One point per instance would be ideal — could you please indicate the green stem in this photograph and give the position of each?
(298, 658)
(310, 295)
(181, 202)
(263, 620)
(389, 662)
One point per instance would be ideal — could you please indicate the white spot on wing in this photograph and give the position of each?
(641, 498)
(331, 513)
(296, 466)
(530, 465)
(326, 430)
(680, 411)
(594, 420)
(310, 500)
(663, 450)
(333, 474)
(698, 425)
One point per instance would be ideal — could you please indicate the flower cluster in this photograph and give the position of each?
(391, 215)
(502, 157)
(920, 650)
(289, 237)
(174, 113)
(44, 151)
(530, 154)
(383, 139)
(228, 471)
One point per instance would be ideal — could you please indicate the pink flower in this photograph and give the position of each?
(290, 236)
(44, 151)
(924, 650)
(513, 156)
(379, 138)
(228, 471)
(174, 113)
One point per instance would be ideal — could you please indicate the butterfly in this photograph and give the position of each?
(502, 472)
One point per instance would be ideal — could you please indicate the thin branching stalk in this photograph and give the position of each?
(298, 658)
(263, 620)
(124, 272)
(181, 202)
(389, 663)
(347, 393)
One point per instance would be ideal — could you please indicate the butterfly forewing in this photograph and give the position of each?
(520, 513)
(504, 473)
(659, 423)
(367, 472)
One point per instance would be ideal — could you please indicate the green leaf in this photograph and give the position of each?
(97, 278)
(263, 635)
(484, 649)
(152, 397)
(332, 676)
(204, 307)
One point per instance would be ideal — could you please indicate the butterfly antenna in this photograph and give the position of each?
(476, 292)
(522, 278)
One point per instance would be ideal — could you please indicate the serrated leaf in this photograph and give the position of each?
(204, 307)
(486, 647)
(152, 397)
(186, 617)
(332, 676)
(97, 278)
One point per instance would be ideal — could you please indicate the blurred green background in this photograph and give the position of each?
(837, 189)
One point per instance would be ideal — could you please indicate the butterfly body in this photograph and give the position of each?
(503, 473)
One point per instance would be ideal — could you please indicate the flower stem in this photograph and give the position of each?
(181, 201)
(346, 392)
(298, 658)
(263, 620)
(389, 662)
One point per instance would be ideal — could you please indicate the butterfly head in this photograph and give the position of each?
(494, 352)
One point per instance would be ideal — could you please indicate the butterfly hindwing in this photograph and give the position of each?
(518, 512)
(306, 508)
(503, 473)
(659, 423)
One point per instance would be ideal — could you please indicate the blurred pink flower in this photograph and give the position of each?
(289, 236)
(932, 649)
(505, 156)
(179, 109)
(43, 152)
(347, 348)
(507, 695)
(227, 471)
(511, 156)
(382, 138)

• • • • •

Copy out, unchanged, the part of the rows that opens with the line containing "the blurred pink" and runs through the last row.

One point per instance would be ideal — could you please indicate the blurred pink flower in this photograph and give the position of each?
(289, 236)
(932, 649)
(505, 156)
(179, 109)
(43, 152)
(347, 348)
(507, 695)
(227, 471)
(511, 156)
(382, 138)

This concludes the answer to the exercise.